## Aim:
Exactly reproduce each entry, leaving out nothing.
[Exercise material start]
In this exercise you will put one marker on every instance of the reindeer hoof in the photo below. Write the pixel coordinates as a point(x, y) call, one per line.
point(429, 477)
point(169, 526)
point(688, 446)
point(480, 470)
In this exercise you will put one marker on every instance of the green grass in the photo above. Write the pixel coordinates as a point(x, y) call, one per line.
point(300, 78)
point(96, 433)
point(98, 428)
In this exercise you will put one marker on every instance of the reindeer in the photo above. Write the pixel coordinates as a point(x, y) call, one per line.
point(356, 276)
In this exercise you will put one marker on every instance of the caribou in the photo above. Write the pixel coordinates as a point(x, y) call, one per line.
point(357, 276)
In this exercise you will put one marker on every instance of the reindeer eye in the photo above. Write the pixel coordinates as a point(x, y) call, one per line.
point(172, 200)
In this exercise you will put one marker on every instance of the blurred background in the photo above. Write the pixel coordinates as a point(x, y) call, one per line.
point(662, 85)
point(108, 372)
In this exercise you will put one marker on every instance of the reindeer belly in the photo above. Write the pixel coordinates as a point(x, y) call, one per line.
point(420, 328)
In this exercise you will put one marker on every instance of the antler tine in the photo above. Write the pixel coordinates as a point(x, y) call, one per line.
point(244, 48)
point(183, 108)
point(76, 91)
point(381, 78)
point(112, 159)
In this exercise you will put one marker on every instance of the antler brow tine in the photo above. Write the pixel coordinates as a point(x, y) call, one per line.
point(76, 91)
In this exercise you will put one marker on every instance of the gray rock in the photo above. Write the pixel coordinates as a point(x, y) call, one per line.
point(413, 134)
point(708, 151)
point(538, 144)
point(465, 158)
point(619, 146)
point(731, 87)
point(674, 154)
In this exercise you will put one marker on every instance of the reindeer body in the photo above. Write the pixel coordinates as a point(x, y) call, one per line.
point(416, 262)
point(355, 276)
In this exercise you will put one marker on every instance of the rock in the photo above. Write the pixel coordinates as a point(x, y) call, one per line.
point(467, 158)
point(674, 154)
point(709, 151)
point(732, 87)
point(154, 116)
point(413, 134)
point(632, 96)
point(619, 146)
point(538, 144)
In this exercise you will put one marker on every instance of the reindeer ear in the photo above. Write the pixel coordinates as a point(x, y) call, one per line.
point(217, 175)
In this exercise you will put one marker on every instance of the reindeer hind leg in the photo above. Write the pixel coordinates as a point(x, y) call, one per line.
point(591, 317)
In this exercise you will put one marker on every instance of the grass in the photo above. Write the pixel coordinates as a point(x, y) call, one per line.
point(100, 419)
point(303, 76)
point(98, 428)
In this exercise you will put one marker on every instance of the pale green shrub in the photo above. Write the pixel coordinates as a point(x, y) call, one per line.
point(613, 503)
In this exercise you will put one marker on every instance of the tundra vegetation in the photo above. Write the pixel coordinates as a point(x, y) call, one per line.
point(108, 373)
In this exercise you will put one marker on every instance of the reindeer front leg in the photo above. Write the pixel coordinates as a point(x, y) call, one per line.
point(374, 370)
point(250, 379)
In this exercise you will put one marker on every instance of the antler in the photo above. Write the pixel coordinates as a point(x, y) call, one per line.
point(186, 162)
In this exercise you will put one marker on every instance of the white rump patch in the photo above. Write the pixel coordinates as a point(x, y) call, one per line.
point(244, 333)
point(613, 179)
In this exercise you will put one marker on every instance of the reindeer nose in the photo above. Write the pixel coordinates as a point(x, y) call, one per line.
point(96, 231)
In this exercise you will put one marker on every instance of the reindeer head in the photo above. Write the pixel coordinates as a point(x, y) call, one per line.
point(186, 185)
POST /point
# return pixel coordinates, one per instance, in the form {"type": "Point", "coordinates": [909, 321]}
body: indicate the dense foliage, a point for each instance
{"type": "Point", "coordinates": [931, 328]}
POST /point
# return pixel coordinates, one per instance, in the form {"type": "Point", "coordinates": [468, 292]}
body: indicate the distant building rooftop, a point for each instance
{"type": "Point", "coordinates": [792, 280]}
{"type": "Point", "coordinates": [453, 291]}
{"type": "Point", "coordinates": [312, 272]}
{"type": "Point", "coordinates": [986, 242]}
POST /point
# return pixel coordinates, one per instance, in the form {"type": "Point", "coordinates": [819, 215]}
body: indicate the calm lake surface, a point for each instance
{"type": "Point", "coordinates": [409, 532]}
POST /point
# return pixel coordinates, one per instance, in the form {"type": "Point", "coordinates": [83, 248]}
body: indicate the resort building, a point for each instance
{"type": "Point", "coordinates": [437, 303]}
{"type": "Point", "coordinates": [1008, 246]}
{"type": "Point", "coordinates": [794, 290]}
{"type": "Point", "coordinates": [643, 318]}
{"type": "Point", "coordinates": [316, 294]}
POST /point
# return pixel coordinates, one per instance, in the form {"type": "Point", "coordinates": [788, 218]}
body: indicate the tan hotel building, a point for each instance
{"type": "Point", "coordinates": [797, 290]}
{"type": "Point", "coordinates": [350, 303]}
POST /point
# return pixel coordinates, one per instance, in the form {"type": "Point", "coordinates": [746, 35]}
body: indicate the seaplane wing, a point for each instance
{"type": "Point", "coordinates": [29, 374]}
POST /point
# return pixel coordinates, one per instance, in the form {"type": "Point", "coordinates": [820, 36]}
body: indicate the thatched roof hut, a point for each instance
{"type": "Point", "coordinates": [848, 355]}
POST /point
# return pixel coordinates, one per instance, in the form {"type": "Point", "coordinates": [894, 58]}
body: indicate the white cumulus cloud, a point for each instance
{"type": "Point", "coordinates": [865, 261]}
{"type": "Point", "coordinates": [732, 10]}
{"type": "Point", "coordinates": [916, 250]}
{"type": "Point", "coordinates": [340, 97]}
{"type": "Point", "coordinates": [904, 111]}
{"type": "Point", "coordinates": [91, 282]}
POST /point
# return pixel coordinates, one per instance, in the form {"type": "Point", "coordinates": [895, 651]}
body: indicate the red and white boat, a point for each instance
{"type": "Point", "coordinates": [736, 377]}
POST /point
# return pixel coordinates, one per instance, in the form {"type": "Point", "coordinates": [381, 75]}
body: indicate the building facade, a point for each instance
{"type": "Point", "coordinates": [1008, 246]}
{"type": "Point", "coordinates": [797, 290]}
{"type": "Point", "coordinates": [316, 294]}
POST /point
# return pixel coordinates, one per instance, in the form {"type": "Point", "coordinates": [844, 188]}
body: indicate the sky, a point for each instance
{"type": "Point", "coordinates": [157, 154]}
[Exercise material end]
## Solution to the problem:
In this exercise you will put one marker on every instance of the reindeer hoof in the photo below. Write the pixel coordinates as a point(x, y) call, one per line.
point(429, 477)
point(169, 526)
point(688, 446)
point(480, 470)
In this exercise you will put one marker on every instance of the green grass in the photo above. Write the pixel coordinates as a point(x, y) call, one per line.
point(300, 78)
point(96, 433)
point(98, 428)
In this exercise you will put one marker on every instance of the reindeer in the photo above. Write the pixel coordinates as a point(x, y) call, one per line.
point(356, 276)
In this exercise you will put one marker on every instance of the caribou in the photo above. Write the pixel coordinates as a point(x, y) call, one per line.
point(357, 276)
In this exercise you will put one marker on every instance of the reindeer eye in the photo above. Write the pixel coordinates as a point(x, y) call, one per line.
point(172, 200)
In this exercise you will put one marker on every instance of the blurred background in the photo above. Write the pixel coordinates as a point(x, y) call, one per line.
point(662, 85)
point(108, 372)
In this exercise you will put one marker on every instance of the reindeer belly in the photo above. Write the pixel coordinates as a point(x, y) call, one per line.
point(420, 328)
In this exercise you will put one marker on every instance of the antler tine in the photo above. Write the pixel coordinates as a point(x, y) call, one per line.
point(244, 48)
point(183, 108)
point(76, 91)
point(381, 78)
point(112, 159)
In this exercise you will put one marker on every instance of the antler brow tine in the photo above. Write the pixel coordinates as a point(x, y) call, one per line.
point(76, 91)
In this exercise you will put one marker on every instance of the gray rock in the photo above. Write the pixel coordinates as a point(x, y) call, one per line.
point(413, 134)
point(708, 151)
point(538, 144)
point(465, 158)
point(619, 146)
point(731, 87)
point(674, 154)
In this exercise you will put one marker on every instance of the reindeer body in the photo above. Write the pixel coordinates as a point(x, y) call, one per line.
point(416, 262)
point(355, 276)
In this exercise you will put one marker on every instance of the rock in the photo above. Write the pixel coordinates as a point(x, y) call, one per line.
point(467, 158)
point(674, 154)
point(709, 151)
point(732, 87)
point(154, 116)
point(413, 134)
point(632, 96)
point(619, 146)
point(538, 144)
In this exercise you will put one marker on every instance of the reindeer ear in the photo above. Write the pixel coordinates as a point(x, y) call, one per line.
point(217, 175)
In this exercise you will put one marker on every instance of the reindeer hind leg in the photo above. Write the pixel coordinates as a point(x, y) call, one per line.
point(591, 317)
In this exercise you will put one marker on every instance of the grass in the photo above. Write the pixel coordinates as a point(x, y) call, one per line.
point(100, 419)
point(303, 76)
point(98, 428)
In this exercise you will put one marker on every instance of the pale green shrub in the photo above. Write the pixel coordinates as a point(x, y) call, one per line.
point(613, 503)
In this exercise you will put one marker on every instance of the tundra vegetation in the photo above. Write the pixel coordinates as a point(x, y) call, one per line.
point(108, 373)
In this exercise you will put one marker on every instance of the reindeer front leg in the photo above. Write the pixel coordinates as a point(x, y) call, one per line.
point(374, 370)
point(250, 379)
In this exercise you will put one marker on every instance of the antler in the photo above. Write the pixel coordinates as a point(x, y) call, one per line.
point(186, 162)
In this exercise you will put one marker on every instance of the white rump patch in the photo above. Write the pixel coordinates as a point(x, y) call, one per line.
point(244, 333)
point(613, 179)
In this exercise you will put one marker on every instance of the reindeer nose in the photo above. Write the pixel coordinates as a point(x, y) call, one per line.
point(96, 231)
In this exercise you will put one marker on every instance of the reindeer head in the photo above. Write the pixel coordinates as a point(x, y) call, one per line.
point(186, 185)
POST /point
# return pixel coordinates, one per instance, in the form {"type": "Point", "coordinates": [909, 321]}
body: indicate the dense foliage, a point for each instance
{"type": "Point", "coordinates": [931, 328]}
POST /point
# return pixel coordinates, one per instance, in the form {"type": "Point", "coordinates": [468, 292]}
body: indicate the distant building rooftop, a point for each instance
{"type": "Point", "coordinates": [792, 280]}
{"type": "Point", "coordinates": [453, 291]}
{"type": "Point", "coordinates": [312, 272]}
{"type": "Point", "coordinates": [986, 242]}
POST /point
# return pixel coordinates, one per instance, in the form {"type": "Point", "coordinates": [819, 215]}
body: indicate the calm lake surface, a point for each instance
{"type": "Point", "coordinates": [409, 532]}
POST /point
# return pixel coordinates, one per instance, in the form {"type": "Point", "coordinates": [83, 248]}
body: indicate the resort building, a point for each instance
{"type": "Point", "coordinates": [437, 303]}
{"type": "Point", "coordinates": [1008, 246]}
{"type": "Point", "coordinates": [794, 290]}
{"type": "Point", "coordinates": [643, 318]}
{"type": "Point", "coordinates": [316, 294]}
POST /point
# return pixel coordinates, one per instance, in the form {"type": "Point", "coordinates": [788, 218]}
body: indicate the tan hotel building, a point for each instance
{"type": "Point", "coordinates": [797, 290]}
{"type": "Point", "coordinates": [350, 303]}
POST /point
# return pixel coordinates, one per instance, in the form {"type": "Point", "coordinates": [746, 35]}
body: indicate the seaplane wing, a point for each instance
{"type": "Point", "coordinates": [29, 374]}
POST /point
# return pixel coordinates, one per instance, in the form {"type": "Point", "coordinates": [820, 36]}
body: indicate the thatched roof hut, a point for each instance
{"type": "Point", "coordinates": [848, 355]}
POST /point
# return pixel coordinates, one per instance, in the form {"type": "Point", "coordinates": [894, 58]}
body: indicate the white cumulus cloud, a point for each instance
{"type": "Point", "coordinates": [865, 261]}
{"type": "Point", "coordinates": [732, 10]}
{"type": "Point", "coordinates": [916, 250]}
{"type": "Point", "coordinates": [340, 97]}
{"type": "Point", "coordinates": [904, 111]}
{"type": "Point", "coordinates": [91, 282]}
POST /point
# return pixel coordinates, one per instance, in the form {"type": "Point", "coordinates": [895, 651]}
body: indicate the red and white boat, a point for each instance
{"type": "Point", "coordinates": [736, 377]}
POST /point
# return pixel coordinates, one per instance, in the form {"type": "Point", "coordinates": [381, 75]}
body: indicate the building facade, a point for each instance
{"type": "Point", "coordinates": [1008, 246]}
{"type": "Point", "coordinates": [797, 290]}
{"type": "Point", "coordinates": [316, 294]}
POST /point
# return pixel coordinates, one per instance, in the form {"type": "Point", "coordinates": [844, 188]}
body: indicate the sky, a point for each instance
{"type": "Point", "coordinates": [157, 154]}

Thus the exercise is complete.